Problem: The lines to copy are those in the records below that hold the word "road".

Data:
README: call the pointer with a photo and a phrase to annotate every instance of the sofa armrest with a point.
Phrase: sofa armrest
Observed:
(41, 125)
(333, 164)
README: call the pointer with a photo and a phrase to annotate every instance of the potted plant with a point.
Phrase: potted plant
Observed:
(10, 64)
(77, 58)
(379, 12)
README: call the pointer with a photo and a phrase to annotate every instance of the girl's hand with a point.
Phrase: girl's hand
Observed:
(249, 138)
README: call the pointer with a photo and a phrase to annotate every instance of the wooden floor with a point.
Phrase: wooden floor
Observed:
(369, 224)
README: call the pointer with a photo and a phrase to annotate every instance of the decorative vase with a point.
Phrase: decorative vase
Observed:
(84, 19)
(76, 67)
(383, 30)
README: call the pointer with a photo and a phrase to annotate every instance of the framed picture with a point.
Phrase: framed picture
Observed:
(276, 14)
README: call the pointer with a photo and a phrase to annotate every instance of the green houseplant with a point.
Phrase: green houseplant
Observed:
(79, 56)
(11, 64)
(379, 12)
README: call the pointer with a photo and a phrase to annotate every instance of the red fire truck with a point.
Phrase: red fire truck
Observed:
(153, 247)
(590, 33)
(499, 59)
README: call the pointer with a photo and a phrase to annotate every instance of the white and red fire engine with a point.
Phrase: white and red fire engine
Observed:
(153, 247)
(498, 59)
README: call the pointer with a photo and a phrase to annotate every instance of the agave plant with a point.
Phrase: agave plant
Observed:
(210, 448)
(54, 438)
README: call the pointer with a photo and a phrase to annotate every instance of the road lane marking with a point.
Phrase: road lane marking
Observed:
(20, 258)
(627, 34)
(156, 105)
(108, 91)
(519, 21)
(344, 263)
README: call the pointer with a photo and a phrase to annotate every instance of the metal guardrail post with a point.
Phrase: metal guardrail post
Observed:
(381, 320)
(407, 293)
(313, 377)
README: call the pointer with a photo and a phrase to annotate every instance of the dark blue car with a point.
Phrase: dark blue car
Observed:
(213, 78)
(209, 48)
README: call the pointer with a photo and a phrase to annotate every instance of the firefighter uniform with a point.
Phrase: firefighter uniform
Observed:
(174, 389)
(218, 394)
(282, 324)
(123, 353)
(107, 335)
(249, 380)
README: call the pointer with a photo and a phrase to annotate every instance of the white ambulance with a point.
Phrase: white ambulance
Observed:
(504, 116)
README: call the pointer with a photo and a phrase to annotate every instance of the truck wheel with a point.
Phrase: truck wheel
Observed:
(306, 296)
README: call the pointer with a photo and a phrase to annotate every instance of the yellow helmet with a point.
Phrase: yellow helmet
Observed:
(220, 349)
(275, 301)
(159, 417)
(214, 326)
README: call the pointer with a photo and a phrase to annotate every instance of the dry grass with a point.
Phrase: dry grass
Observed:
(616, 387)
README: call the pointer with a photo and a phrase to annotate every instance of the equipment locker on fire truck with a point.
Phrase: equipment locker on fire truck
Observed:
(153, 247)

Task result:
README: call the pointer with a photo and a phrase to annotate every instance of the road lane marking with a point.
Phrase: road lane marking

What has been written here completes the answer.